:: Referring expression data ::
-- Opening Marker --

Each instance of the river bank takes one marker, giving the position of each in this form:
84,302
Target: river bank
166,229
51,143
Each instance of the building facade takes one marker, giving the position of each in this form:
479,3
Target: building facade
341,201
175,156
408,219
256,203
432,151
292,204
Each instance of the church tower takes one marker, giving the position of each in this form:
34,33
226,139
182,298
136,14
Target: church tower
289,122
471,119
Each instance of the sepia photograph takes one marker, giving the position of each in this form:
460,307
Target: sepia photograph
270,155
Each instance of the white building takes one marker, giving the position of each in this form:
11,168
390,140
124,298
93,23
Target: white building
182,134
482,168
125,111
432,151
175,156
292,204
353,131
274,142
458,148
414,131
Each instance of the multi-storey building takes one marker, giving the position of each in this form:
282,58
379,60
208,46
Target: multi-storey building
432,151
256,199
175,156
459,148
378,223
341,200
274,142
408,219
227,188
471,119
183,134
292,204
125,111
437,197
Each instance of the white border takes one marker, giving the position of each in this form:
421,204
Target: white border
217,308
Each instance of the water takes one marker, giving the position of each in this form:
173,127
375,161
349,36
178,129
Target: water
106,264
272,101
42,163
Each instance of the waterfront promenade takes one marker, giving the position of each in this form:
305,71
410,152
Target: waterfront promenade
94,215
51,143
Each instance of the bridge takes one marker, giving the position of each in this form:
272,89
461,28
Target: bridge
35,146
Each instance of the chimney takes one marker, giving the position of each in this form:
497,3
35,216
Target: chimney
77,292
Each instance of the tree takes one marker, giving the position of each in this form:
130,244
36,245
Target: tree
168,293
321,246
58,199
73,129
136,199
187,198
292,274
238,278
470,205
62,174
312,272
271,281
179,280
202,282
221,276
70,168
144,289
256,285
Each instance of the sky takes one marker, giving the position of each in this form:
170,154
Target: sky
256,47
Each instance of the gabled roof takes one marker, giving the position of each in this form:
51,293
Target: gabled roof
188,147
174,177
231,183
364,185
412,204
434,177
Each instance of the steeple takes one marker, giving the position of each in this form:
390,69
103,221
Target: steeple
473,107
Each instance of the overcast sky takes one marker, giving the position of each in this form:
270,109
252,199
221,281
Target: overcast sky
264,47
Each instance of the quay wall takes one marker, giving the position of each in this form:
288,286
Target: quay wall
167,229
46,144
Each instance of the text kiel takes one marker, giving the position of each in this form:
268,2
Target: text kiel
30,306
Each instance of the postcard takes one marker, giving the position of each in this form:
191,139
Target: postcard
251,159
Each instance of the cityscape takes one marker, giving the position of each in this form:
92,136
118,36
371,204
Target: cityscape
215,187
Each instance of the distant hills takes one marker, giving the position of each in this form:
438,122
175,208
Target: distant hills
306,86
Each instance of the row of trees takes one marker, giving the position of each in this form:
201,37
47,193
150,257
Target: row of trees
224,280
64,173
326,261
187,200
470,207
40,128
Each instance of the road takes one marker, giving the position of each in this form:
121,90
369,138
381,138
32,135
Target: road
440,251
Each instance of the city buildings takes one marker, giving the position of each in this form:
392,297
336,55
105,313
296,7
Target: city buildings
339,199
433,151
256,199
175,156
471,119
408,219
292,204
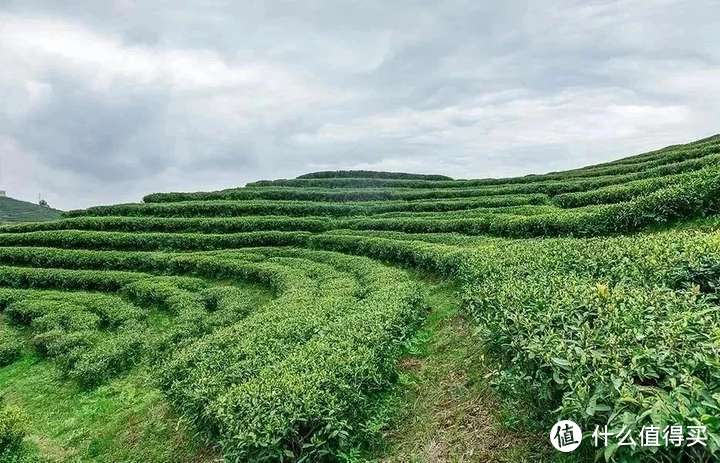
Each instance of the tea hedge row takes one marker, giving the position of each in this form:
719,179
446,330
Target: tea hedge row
345,327
371,174
551,185
346,190
615,330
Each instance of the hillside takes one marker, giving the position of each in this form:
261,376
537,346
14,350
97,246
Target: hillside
275,320
13,210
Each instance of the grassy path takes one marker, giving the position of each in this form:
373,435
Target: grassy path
446,410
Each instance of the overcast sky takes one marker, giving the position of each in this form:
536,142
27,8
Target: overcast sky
103,102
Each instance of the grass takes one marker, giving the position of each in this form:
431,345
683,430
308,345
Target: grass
13,210
125,420
443,409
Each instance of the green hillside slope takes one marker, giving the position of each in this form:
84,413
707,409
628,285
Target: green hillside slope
271,319
13,210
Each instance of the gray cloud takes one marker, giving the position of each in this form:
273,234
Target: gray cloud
107,101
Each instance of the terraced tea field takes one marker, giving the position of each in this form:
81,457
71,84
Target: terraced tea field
267,323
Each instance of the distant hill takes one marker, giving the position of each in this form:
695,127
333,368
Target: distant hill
14,210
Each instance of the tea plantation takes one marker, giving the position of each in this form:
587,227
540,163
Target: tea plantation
266,323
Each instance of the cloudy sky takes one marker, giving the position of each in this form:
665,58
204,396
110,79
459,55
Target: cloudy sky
103,102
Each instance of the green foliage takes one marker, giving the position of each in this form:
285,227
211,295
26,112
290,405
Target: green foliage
591,326
10,346
13,424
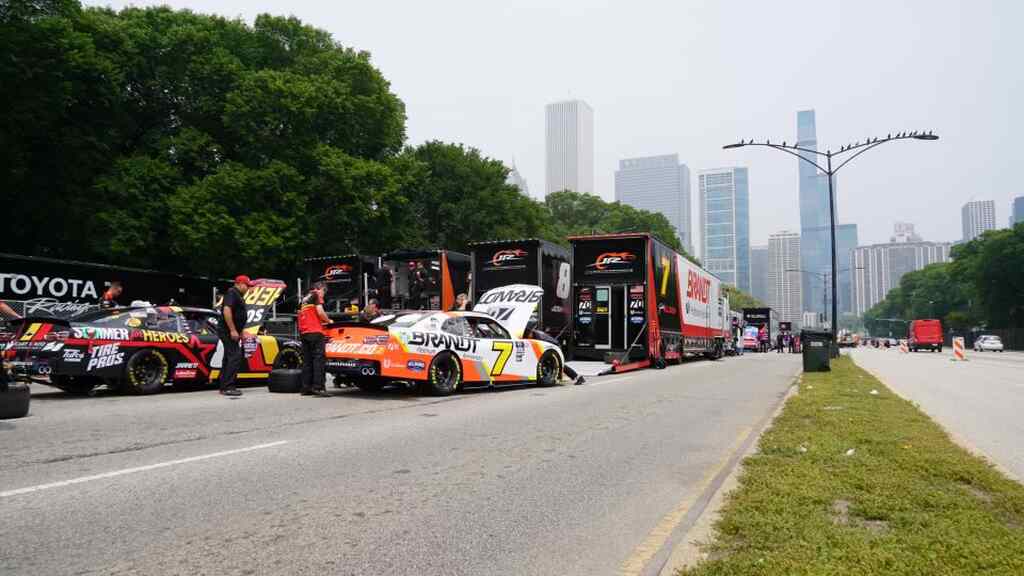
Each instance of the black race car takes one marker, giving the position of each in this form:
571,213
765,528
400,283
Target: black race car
140,348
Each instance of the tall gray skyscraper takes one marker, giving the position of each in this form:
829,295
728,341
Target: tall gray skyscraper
759,273
569,147
815,236
846,243
977,217
725,224
657,183
878,269
784,293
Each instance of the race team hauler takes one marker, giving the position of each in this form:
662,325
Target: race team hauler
426,279
443,352
532,261
348,277
637,302
139,348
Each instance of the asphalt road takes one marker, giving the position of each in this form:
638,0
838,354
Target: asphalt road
569,480
978,401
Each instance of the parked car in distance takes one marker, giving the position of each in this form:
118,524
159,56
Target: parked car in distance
925,334
988,342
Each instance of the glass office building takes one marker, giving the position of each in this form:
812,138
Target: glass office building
725,224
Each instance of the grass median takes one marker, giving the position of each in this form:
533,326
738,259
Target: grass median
850,481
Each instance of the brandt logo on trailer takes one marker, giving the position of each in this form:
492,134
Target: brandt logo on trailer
612,262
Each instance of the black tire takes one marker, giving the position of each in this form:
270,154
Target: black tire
79,385
444,374
289,358
549,369
286,380
146,372
14,400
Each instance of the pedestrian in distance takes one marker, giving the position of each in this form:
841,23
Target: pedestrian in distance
461,302
110,299
311,320
230,330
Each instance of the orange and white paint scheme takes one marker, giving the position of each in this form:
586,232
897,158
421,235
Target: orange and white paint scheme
449,350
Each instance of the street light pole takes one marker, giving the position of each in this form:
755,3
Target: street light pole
861,148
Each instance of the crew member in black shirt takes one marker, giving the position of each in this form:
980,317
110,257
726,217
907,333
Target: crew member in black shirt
232,322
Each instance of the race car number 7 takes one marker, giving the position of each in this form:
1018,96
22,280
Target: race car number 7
504,351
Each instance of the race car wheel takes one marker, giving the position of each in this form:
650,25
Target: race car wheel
146,372
14,399
288,359
74,384
444,374
549,369
285,380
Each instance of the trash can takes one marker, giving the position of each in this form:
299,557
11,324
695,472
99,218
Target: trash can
817,348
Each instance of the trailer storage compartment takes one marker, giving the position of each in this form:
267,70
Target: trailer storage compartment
426,279
636,301
350,277
532,261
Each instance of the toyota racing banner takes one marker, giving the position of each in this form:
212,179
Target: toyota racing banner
62,289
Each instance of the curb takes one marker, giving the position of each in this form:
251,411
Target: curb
689,551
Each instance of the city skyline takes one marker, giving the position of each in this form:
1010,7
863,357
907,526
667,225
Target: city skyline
911,76
725,224
568,144
658,183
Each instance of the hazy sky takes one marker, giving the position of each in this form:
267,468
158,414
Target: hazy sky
687,77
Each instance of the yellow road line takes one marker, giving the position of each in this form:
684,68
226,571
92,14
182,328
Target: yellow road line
643,553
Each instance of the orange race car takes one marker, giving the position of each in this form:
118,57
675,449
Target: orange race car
444,351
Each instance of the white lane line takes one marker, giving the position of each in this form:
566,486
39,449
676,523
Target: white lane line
124,471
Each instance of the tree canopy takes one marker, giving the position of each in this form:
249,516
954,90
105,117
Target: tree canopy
982,285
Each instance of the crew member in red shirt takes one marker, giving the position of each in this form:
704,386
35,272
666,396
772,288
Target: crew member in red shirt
311,321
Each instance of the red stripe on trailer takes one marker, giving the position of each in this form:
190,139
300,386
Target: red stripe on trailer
629,367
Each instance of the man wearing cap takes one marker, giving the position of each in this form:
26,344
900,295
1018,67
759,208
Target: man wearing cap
311,321
232,322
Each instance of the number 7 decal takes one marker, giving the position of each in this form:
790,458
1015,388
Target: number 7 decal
505,351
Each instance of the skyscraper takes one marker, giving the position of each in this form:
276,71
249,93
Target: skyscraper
725,224
784,286
657,183
516,179
759,273
977,216
878,269
569,141
815,235
846,243
1017,213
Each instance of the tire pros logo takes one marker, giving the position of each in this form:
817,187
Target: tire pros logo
505,257
613,261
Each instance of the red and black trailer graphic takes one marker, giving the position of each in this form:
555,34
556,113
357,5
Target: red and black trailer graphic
348,278
636,301
426,279
532,261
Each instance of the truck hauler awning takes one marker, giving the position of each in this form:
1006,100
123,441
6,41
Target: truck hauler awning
637,301
532,261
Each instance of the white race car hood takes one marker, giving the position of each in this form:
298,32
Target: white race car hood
511,305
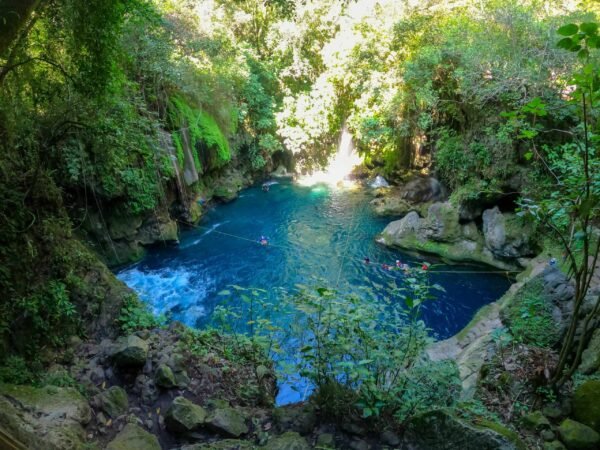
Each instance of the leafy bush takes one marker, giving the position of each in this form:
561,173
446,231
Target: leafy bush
136,315
362,356
529,317
14,369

-- Closing Marker --

:: Required work ::
Give back the records word for word. Start at the first line, end at the line containing "Each instance of the water takes", and include both.

:: Result for this exercise ::
Each instance of the river bank takes one marker, giving the position of each in this form:
84,302
Target: river bank
166,229
51,143
Each instance of the building facade takes one marker, giving the position of each in this form:
479,3
Target: building facade
341,201
175,156
408,219
256,203
432,151
292,204
Each instance of the church tower takes one marker, giving the position of each in this form:
34,33
226,139
182,298
136,14
Target: church tower
289,122
471,119
Each instance of the sepia photograph takes one marker, giving the position of each in this form:
460,307
Target: sepia photograph
270,155
Each instance of the white building takes one marker, giving the position of each in this form:
11,168
390,140
124,298
93,23
Target: white building
182,134
482,168
125,111
432,151
175,156
292,204
353,131
274,142
458,148
414,131
Each instance of the multi-storey building takes one marker, giving the position of each in this form:
282,58
379,60
208,46
Target: multi-storey building
432,151
256,199
175,156
459,148
378,223
341,200
274,142
408,219
227,188
471,119
183,134
292,204
125,111
437,197
Each instance of the white border takes one marker, giving the position of each in this form:
421,204
Target: white border
217,308
Each instance of the water takes one marker, giving the position of each in this form:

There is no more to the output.